→ **TASK DETAILS**
Would you reproduce the listing exactly, leaving nothing out?

→ **EXERCISE DATA**

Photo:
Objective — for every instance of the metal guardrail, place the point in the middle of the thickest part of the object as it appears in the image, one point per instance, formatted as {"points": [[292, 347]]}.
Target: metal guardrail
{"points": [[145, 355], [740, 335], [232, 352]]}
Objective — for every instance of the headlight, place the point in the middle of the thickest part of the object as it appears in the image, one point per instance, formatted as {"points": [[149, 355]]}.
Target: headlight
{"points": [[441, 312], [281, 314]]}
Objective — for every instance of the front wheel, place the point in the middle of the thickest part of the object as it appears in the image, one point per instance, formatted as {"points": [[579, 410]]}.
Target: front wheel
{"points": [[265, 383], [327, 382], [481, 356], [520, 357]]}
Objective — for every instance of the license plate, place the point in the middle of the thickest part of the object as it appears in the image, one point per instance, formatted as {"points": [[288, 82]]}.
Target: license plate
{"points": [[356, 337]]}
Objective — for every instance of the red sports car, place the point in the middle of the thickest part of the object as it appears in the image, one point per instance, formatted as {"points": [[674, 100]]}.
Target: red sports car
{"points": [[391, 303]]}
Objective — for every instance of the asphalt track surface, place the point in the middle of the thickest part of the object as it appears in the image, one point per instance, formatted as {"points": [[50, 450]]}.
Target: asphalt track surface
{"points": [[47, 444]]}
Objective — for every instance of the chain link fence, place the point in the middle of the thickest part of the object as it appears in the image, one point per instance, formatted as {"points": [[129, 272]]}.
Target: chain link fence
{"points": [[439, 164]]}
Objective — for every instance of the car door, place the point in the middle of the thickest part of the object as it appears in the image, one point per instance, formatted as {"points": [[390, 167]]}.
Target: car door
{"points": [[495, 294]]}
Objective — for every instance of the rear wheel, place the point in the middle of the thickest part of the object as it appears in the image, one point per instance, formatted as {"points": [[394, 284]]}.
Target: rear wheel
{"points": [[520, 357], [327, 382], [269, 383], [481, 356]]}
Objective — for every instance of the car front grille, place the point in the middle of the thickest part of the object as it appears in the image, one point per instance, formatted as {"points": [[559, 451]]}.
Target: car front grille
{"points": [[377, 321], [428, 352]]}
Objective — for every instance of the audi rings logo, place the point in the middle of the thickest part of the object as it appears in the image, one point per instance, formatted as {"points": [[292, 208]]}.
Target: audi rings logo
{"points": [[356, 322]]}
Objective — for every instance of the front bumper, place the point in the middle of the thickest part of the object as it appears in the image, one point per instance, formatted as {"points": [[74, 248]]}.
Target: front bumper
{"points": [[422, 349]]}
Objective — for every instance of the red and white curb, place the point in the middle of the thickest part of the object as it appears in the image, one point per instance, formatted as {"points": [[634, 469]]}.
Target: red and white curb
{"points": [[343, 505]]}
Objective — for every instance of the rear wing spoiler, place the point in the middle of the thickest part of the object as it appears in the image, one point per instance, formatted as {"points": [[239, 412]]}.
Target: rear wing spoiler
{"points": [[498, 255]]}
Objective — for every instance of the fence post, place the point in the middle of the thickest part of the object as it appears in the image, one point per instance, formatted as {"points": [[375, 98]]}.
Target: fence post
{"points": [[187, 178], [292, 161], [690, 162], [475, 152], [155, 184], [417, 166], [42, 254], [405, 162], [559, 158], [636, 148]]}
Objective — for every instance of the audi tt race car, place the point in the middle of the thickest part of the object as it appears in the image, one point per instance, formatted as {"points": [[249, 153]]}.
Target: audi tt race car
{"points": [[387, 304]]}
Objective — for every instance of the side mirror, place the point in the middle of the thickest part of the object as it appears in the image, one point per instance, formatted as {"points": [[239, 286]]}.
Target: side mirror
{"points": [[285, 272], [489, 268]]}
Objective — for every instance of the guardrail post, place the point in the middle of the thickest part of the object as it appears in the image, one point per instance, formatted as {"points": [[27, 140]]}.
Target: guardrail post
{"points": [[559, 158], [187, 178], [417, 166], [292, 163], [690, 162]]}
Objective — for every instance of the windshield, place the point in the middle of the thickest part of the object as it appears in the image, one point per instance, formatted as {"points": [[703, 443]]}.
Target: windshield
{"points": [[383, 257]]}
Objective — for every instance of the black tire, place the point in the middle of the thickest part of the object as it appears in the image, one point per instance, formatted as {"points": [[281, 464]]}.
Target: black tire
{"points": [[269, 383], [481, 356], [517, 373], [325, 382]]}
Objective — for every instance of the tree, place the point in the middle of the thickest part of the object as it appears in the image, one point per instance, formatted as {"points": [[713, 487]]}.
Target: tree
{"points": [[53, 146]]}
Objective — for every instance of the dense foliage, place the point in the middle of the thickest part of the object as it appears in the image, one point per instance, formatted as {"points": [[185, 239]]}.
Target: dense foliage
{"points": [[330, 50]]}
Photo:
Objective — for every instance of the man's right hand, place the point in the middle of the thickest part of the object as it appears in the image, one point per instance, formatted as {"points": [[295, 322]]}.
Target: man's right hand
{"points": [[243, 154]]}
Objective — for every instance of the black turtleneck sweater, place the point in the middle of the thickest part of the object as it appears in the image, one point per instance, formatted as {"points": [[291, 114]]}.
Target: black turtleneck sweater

→ **TASK OUTPUT**
Photo:
Objective — for every instance of the metal guardrail, place the point in the middle of the thickest part of the object as it appears in the image, one point per instance, formatted as {"points": [[292, 347]]}.
Target: metal guardrail
{"points": [[145, 355], [740, 335], [232, 352]]}
Objective — for every instance of the headlight, place the point in the middle of the thickest part of the object as it appears in the image, one point per instance, formatted as {"points": [[149, 355]]}.
Target: headlight
{"points": [[441, 312], [281, 314]]}
Objective — for every instance of the front wheel, place the point in the middle of the thickest part of the object as it appears in the image, one point per instance, formatted as {"points": [[579, 410]]}.
Target: front wheel
{"points": [[265, 383], [327, 382], [481, 356], [520, 357]]}
Objective — for every instance of the license plate, place the point in the middle of the thickest part of the object as it appears in the image, one point per instance, formatted as {"points": [[288, 82]]}.
Target: license plate
{"points": [[356, 337]]}
Objective — for every instance of the red sports car, place the point in the middle of the thickest part of the object as it appears in the image, one point per instance, formatted as {"points": [[674, 100]]}.
Target: red sports car
{"points": [[391, 303]]}
Objective — for every instance of the asphalt track surface, place the point in the middle of the thickest part of the object as it appears in the image, one point per instance, formatted as {"points": [[50, 450]]}.
Target: asphalt track surface
{"points": [[47, 444]]}
Objective — for every instance of the chain link fence, place the point in the middle of the thickest part of the object as it appears in the image, one point per instance, formatted as {"points": [[129, 272]]}.
Target: chain link fence
{"points": [[439, 164]]}
Objective — for every instance of the car door, place the point in the middle of the thickest part of the object as it appears in the image, one point per instance, formatted as {"points": [[390, 167]]}.
Target: car door
{"points": [[495, 294]]}
Objective — for every instance of the rear wheel, place the point in the middle of the thickest part of the object as it appears in the image, one point per instance, formatted as {"points": [[394, 284]]}.
Target: rear wheel
{"points": [[520, 357], [327, 382], [269, 383], [481, 356]]}
Objective — for every instance of the car front grille, place the point in the middle of the thickest part of the object as it appears in the image, one point per instance, formatted as {"points": [[559, 451]]}.
Target: car front grille
{"points": [[377, 321], [428, 352]]}
Objective — for every instance of the audi rings logo, place the point in the middle of the thickest part of the object as it appears in the image, one point per instance, formatted as {"points": [[292, 208]]}.
Target: audi rings logo
{"points": [[356, 322]]}
Objective — for every instance of the front bumper, place the point in the middle of the thickest part of the object as it appears in the image, one point per instance, formatted as {"points": [[74, 248]]}.
Target: front bumper
{"points": [[422, 349]]}
Objective — for every instance of the red and white curb, place the point in the middle of the thickest part of the object as it appears in the image, one point per instance, formatted as {"points": [[634, 469]]}.
Target: red and white curb
{"points": [[343, 505]]}
Objective — for every instance of the rear wing spoiler, place the point in the middle of the thickest part of the object as it appears in the image, one point per instance, formatted as {"points": [[239, 412]]}.
Target: rear wing spoiler
{"points": [[498, 255]]}
Objective — for every instance of the fence post, place the point in the middle of the thickest part of the object as it appears in the image, one point per instance, formatted as {"points": [[375, 98]]}.
Target: fence post
{"points": [[187, 178], [292, 161], [690, 162], [475, 152], [155, 184], [417, 166], [42, 254], [405, 162], [559, 158], [636, 148]]}
Objective — for every instance of the audi tt race car, place the point in the middle of the thickest part of the object as it appears in the image, one point per instance, formatted as {"points": [[249, 153]]}.
Target: audi tt race car
{"points": [[387, 304]]}
Objective — for every instance of the side mirror, place the point in the middle of the thickest part of the object as it appears in the image, one point per instance, formatted as {"points": [[239, 286]]}.
Target: side mirror
{"points": [[285, 272], [489, 268]]}
Objective — for every instance of the guardrail post, place the point in the middle of the thickest part of the object as it appears in the image, one point per instance, formatted as {"points": [[27, 140]]}.
Target: guardrail post
{"points": [[559, 158], [187, 178], [417, 166], [292, 163], [690, 162]]}
Objective — for every instance of the windshield, place the point in the middle of the thickest part of the object as it appears in the image, one point per instance, formatted as {"points": [[703, 443]]}.
Target: windshield
{"points": [[383, 257]]}
Objective — for every instance of the black tire, place the point in the middle of the thickest part of the object as it appears in the image, one point per instance, formatted as {"points": [[281, 464]]}.
Target: black tire
{"points": [[269, 383], [481, 356], [517, 373], [325, 382]]}
Objective — for every instance of the tree, place the point in the middle of the thickest part of the object as it appears in the image, one point per instance, formatted as {"points": [[713, 487]]}.
Target: tree
{"points": [[53, 146]]}
Objective — for every instance of the dense foliage, place the point in the middle of the thickest part of the object as it appears in the image, one point per instance, formatted as {"points": [[185, 239]]}.
Target: dense foliage
{"points": [[330, 50]]}
Photo:
Objective — for every instance of the man's right hand, place the point in the middle of the thickest part of the object as it appears in the image, one point per instance, formatted as {"points": [[295, 322]]}.
Target: man's right hand
{"points": [[243, 154]]}
Objective — for every instance of the black turtleneck sweater, place the point in the middle of the thickest part of the object as it appears in the image, one point per instance, formatted as {"points": [[291, 114]]}.
Target: black turtleneck sweater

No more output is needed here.